> **Dataset records**
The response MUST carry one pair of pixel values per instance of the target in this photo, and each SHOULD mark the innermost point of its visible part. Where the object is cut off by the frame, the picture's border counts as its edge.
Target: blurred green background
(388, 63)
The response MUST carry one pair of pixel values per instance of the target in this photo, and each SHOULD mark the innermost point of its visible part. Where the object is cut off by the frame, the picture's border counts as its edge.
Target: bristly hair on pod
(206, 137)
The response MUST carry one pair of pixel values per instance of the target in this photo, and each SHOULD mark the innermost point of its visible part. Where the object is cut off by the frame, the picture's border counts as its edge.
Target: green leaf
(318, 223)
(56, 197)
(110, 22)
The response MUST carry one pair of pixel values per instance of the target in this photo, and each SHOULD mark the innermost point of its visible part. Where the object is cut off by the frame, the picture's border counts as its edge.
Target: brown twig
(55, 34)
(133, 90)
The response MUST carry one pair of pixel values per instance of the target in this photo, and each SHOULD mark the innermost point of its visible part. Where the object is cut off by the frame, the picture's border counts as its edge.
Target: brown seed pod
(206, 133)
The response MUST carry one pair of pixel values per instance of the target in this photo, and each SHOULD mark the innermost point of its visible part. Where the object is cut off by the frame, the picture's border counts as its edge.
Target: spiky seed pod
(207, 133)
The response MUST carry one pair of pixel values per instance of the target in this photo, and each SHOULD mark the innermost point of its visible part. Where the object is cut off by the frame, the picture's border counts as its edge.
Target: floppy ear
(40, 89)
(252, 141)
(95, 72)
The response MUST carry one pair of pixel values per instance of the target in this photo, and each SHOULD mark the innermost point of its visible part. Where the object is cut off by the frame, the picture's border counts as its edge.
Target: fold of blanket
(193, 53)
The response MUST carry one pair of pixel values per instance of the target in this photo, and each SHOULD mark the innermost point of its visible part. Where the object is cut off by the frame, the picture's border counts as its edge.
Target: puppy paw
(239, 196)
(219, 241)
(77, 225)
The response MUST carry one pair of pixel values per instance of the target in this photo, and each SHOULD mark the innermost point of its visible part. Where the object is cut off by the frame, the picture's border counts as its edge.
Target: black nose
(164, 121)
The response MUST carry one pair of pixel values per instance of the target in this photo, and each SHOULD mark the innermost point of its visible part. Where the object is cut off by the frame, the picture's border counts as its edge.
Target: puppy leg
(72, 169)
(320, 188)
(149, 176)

> **Objective**
Repeat all of the entries exactly.

> **Finished task**
The response MUST carry one pair of pixel values per instance of the target in this photo, and each SHOULD mark the innermost point of its visible part. Where the object is cut off by the frame, the picture's border counts as its edge.
Target: blurred green background
(388, 63)
The response MUST carry one pair of pixel values per instance of the target in this photo, and each SHOULD mark the innermost point of its visible part. Where the object is cut off by the frame, the picture's border counts as its edge.
Target: bristly hair on pod
(206, 137)
The response MUST carry one pair of pixel values per instance of the target in this photo, and each SHOULD mark the innermost point of its visible part. Where the object is cut off by the frame, the picture's border counts as its edge.
Target: green leaf
(318, 223)
(56, 197)
(110, 22)
The response MUST carry one pair of pixel values per instance of the target in this photo, and each SHOULD mark the innermost point of its visible part. Where the object is cut off by the frame, the picture's border counts as its edge.
Target: brown twig
(55, 34)
(133, 90)
The response MUST carry one pair of pixel values per instance of the target in this photo, and each SHOULD mark the innermost point of its visible part. Where the object is cut off by the frame, the picture's border counts as its edge.
Target: brown seed pod
(206, 133)
The response MUST carry one pair of pixel values per instance of the target in this photo, and each SHOULD mark the innermost point of its visible part. Where the object is cut off by the frame, the picture's border counts as its edge.
Target: spiky seed pod
(207, 133)
The response MUST carry one pair of pixel values per instance of the target in this photo, and each SHOULD mark the innermost point of its visible part. Where the object is cut off by the frame, the picture's border counts as its edge.
Target: floppy ear
(40, 89)
(252, 141)
(95, 72)
The response MUST carry one pair of pixel values per instance of the target in this photo, and each SHOULD mark the innermost point of its visible part. Where the object is cut off by the frame, the picture's border counts as its edge.
Target: fold of blanket
(193, 53)
The response MUST carry one pair of pixel values per instance of the target in this photo, and each SHOULD mark the innermost point of its visible part. Where the object is cut off by the frame, the picture's border counts as its edge.
Target: puppy paw
(239, 196)
(219, 241)
(77, 225)
The response MUST carry one pair of pixel values per instance of the target in this photo, and each SHOULD mark the innermost point of its visible part. Where the object is cut off by the frame, the picture's border counts as its edge.
Target: black nose
(164, 121)
The response MUST carry one pair of pixel values per instance of the target in this photo, and each SHOULD mark the innermost point of its visible part. Where the object is cut off by the frame, the picture's border counts as its edge.
Target: puppy leg
(72, 169)
(320, 188)
(149, 176)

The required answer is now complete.